• _Excerto fornecido_:
2. “Uma rede social (metáfora de um sistema de interdependências) é definida metodologicamente […] como um conjunto de relações específicas […] entre um conjunto finito de atores.[1]” Logo, a nossa análise incide sobre as redes desenvolvidas pelos artistas através das obras das suas coleções. Começaremos por centrar a nossa investigação em um panorama dos artistas mais colecionados (com base nas fontes disponíveis em França), desde a década de 1870 até à atualidade, a fim de identificar figuras centrais, recorrências e comunidades. Em segundo lugar, a nossa análise centra-se na coleção de um artista específico, Vassily Kandinsky, que é relevante não só devido a sua amplitude qualitativa e quantitativa, mas também devido à informação disponível sobre ela, apesar do seu carácter relativamente desconhecido. Através desta coleção, o objetivo é questionar a própria noção de rede, na qual as ligações nem sempre têm o mesmo significado. Estas redes são abordadas através das humanidades digitais e, mais especificamente, com a ajuda de um software de visualização.

• _Material fornecido_:
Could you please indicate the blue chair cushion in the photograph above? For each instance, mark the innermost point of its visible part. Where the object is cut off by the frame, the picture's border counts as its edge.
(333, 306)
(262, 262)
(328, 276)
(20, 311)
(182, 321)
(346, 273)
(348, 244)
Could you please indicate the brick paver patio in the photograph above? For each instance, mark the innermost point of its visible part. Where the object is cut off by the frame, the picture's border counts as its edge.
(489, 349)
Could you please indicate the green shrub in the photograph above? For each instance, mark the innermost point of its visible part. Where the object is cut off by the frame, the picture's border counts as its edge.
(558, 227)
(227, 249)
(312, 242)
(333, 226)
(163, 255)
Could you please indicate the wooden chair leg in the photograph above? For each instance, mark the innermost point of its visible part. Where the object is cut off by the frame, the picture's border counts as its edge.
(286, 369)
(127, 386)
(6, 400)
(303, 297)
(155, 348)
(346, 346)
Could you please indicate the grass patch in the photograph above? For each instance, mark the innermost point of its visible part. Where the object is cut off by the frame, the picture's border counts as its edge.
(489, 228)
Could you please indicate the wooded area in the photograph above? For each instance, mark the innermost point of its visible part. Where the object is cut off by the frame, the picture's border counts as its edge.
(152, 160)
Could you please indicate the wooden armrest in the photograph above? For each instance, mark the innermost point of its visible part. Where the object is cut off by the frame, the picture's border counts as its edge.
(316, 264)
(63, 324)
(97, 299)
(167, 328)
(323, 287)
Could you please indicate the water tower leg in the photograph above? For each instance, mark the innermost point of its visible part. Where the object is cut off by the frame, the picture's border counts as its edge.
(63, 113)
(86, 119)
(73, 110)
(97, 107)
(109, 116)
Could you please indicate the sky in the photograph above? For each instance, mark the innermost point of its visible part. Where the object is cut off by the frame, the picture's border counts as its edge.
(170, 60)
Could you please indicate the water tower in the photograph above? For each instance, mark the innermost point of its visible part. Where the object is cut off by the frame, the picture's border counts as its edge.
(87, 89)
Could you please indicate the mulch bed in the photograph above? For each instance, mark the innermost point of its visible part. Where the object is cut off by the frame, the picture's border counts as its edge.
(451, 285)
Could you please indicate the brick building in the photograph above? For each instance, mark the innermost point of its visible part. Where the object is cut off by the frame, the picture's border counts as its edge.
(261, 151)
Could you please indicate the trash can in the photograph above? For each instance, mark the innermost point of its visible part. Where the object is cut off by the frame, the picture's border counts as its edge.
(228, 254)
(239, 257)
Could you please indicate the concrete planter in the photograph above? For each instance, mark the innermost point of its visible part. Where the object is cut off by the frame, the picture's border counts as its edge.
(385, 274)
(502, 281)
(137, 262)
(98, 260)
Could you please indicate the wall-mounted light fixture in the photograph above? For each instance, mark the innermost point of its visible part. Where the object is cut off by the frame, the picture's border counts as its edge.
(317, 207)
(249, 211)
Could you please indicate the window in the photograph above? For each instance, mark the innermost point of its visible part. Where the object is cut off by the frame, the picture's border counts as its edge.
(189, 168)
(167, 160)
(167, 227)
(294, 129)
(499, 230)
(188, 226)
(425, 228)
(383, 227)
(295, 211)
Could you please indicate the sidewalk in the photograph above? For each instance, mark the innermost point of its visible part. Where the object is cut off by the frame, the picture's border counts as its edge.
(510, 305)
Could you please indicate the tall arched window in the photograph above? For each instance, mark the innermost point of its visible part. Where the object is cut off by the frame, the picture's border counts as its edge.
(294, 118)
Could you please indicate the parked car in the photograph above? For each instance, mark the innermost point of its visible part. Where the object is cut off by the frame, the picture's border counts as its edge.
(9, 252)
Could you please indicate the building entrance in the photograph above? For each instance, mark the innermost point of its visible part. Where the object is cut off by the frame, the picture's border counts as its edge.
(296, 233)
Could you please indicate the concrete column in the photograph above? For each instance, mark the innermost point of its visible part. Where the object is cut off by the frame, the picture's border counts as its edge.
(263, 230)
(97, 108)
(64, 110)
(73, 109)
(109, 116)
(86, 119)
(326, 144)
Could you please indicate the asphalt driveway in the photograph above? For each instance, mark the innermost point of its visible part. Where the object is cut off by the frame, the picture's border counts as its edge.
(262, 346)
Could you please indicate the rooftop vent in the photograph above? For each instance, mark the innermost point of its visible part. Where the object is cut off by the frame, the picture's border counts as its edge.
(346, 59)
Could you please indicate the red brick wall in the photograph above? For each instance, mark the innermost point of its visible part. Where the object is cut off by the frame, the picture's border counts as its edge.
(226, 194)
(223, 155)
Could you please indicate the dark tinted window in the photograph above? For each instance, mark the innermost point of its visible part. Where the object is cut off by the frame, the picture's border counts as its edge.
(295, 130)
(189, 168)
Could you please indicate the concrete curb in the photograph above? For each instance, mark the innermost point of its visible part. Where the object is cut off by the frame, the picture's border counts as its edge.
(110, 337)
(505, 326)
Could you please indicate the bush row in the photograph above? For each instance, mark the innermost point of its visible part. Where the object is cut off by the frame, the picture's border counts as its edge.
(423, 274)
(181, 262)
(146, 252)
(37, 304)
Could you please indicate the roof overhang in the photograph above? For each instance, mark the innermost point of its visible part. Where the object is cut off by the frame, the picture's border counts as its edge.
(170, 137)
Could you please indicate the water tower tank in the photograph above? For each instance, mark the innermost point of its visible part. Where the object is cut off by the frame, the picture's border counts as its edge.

• _Tarefas_:
- A) Diga se cada afirmação está de acordo com o excerto sobre as redes de artistas e as suas coleções, respondendo sim ou não e citando as palavras do excerto que o decidem: (i) a investigação começa pela coleção de Vassily Kandinsky; (ii) o panorama dos artistas mais colecionados vai da década de 1870 até à atualidade; (iii) as redes são estudadas com a ajuda de um software de visualização.
- B) Prolongue o excerto sobre as redes de artistas e as suas coleções, começando logo depois da última frase.

• _Resultados do exercício_:
- A)
(i) Não: «Começaremos por centrar a nossa investigação em um panorama dos artistas mais colecionados».
(ii) Sim: «desde a década de 1870 até à atualidade».
(iii) Sim: «com a ajuda de um software de visualização».

- B)
A escolha da análise de rede

3. Os estudos realizados sobre os artistas-colecionadores são essencialmente monográficos. Permitem compreender as motivações de colecionismo de um artista em relação à sua carreira – suas experiências artísticas, as exposições em que participou, suas amizades com colegas – e também as datas de aquisição das obras da sua coleção. Estas monografias, ao explicitarem as relações mantidas com determinados atores do mundo da arte, tendem também a recontextualizar o ambiente em que um artista constrói a sua coleção.[2] Em complemento a estas análises, o estudo em série das coleções reunidas pelos artistas permite integrá-las numa dinâmica de identificação com os outros, adoptando uma escala mais ampla. Este método potencialmente permite visualizar conexões anteriormente não percebidas e obter uma visão global das coleções que seria difícil de obter sem ferramentas digitais. As redes podem ser analisadas manualmente, mas a utilização de um software torna-se urgentemente necessária quando o investigador se depara com uma grande base de dados e pretende medir várias relações interdependentes,[3] dois problemas inerentes ao tema dos artistas-colecionadores.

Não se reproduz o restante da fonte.